_Task to complete_
Which lines in the material below contain the string "cord"? Report each of them in full.

++++++++

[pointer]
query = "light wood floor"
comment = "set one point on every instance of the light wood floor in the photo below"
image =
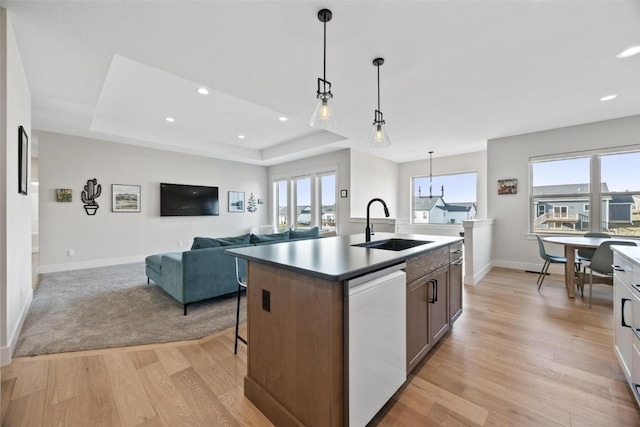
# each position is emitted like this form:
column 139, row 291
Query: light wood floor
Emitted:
column 516, row 357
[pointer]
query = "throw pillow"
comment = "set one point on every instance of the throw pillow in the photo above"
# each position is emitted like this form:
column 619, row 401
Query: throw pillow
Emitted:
column 262, row 238
column 304, row 234
column 237, row 240
column 204, row 242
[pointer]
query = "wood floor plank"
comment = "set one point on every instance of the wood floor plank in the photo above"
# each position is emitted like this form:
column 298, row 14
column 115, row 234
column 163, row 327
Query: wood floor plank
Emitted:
column 516, row 357
column 165, row 397
column 131, row 399
column 198, row 395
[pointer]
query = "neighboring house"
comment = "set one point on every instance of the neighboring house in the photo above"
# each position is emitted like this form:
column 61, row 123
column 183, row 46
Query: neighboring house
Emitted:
column 572, row 212
column 435, row 210
column 621, row 209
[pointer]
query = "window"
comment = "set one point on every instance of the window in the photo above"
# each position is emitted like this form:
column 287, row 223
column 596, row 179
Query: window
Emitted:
column 310, row 203
column 447, row 199
column 565, row 190
column 282, row 203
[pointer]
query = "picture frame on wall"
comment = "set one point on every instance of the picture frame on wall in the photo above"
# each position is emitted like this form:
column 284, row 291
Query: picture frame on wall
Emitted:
column 125, row 198
column 23, row 161
column 507, row 186
column 236, row 201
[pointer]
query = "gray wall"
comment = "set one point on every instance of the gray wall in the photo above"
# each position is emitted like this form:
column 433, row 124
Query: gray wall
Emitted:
column 509, row 158
column 15, row 209
column 110, row 238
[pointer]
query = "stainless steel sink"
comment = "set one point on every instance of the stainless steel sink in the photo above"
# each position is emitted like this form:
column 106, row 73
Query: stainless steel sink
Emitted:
column 393, row 244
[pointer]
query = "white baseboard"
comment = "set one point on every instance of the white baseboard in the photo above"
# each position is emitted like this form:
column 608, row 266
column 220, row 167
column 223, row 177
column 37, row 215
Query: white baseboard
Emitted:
column 6, row 353
column 473, row 280
column 54, row 268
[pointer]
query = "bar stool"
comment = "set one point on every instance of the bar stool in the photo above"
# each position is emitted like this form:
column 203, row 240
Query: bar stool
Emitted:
column 241, row 285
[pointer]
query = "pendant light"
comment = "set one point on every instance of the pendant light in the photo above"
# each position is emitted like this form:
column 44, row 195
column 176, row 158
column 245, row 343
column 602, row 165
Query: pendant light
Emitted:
column 324, row 116
column 379, row 136
column 430, row 181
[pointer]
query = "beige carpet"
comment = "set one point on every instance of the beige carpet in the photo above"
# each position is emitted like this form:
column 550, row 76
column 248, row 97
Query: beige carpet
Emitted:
column 114, row 307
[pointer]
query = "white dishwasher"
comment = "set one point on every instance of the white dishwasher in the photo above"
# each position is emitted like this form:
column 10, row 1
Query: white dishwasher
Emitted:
column 376, row 329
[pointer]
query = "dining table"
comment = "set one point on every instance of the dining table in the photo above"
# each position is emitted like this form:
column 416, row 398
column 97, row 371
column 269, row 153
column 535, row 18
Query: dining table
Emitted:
column 571, row 244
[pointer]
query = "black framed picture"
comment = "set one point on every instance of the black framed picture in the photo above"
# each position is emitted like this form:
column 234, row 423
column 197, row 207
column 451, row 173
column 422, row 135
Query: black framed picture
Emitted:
column 236, row 201
column 23, row 161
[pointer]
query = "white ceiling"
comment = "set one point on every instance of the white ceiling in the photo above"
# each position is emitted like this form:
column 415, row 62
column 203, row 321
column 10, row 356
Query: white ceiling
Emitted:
column 456, row 73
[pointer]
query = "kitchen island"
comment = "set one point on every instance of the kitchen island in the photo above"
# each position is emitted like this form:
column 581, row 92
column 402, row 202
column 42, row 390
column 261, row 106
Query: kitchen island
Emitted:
column 298, row 317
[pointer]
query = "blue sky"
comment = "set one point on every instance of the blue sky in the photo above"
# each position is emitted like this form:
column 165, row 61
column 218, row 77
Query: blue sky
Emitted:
column 618, row 171
column 457, row 188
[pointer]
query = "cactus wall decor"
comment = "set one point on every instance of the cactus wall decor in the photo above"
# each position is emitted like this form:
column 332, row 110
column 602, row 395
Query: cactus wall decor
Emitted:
column 89, row 195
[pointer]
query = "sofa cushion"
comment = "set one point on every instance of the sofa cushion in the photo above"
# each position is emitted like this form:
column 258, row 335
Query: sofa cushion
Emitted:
column 154, row 262
column 205, row 242
column 311, row 233
column 257, row 239
column 237, row 240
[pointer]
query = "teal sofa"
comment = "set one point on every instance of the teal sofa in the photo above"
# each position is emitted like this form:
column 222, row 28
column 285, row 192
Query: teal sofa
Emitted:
column 206, row 271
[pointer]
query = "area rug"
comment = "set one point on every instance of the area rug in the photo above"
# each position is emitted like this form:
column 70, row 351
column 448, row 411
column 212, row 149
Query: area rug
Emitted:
column 114, row 307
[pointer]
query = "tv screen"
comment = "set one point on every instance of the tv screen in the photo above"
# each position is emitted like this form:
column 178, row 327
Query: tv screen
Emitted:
column 188, row 200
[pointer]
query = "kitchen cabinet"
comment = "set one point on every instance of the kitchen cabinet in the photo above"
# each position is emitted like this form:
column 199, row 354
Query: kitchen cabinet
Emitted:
column 455, row 282
column 626, row 316
column 430, row 300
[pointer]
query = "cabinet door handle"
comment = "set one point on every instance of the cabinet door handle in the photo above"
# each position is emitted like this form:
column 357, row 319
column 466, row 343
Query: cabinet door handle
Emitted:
column 435, row 291
column 435, row 287
column 623, row 322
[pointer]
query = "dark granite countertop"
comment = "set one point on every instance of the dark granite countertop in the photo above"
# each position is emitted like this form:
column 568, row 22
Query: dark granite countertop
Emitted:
column 333, row 258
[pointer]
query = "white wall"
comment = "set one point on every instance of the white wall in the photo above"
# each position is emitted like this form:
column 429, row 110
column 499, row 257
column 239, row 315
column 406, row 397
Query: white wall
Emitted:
column 110, row 238
column 373, row 177
column 15, row 208
column 509, row 158
column 337, row 159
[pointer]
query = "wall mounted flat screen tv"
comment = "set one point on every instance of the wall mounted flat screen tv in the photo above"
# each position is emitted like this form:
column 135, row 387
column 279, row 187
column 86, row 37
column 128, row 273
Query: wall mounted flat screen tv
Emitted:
column 188, row 200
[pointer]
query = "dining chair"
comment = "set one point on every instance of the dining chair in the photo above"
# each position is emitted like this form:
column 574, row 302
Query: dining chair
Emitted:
column 548, row 260
column 602, row 262
column 242, row 284
column 584, row 255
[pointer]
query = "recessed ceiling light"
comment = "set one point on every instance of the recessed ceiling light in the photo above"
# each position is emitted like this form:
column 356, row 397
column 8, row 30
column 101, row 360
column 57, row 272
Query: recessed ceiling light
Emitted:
column 633, row 50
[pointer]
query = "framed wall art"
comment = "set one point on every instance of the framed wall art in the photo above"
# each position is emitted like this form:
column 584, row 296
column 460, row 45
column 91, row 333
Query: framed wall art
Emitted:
column 23, row 160
column 63, row 194
column 125, row 198
column 508, row 186
column 236, row 201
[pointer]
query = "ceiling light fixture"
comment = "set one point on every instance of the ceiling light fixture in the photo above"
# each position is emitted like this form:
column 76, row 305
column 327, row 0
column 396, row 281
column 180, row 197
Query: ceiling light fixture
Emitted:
column 633, row 50
column 430, row 180
column 379, row 136
column 324, row 116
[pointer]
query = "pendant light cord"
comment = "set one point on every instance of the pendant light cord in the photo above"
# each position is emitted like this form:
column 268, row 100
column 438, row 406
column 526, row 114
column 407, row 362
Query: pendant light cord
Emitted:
column 324, row 60
column 378, row 66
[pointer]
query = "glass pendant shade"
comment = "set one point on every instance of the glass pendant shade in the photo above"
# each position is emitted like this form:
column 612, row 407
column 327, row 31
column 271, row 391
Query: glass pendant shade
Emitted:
column 379, row 137
column 324, row 116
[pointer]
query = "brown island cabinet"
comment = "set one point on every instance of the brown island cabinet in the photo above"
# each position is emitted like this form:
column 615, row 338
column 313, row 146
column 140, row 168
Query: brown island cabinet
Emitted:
column 297, row 325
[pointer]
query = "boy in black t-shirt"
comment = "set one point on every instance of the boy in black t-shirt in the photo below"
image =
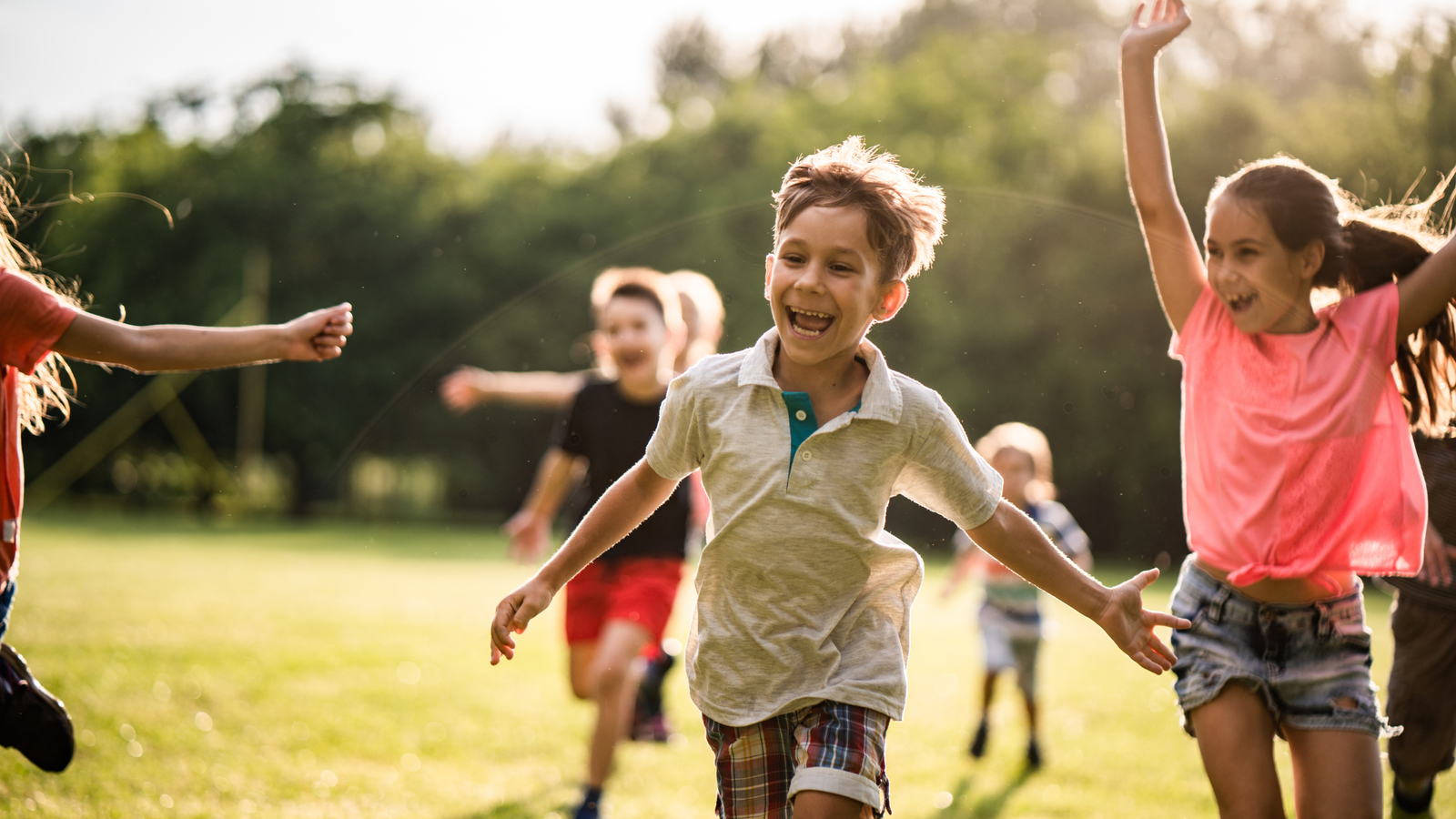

++++++++

_Full answer_
query = "pendant light cord"
comment = "set one point on every instance of the pendant light cord in the photo above"
Query: pendant light cord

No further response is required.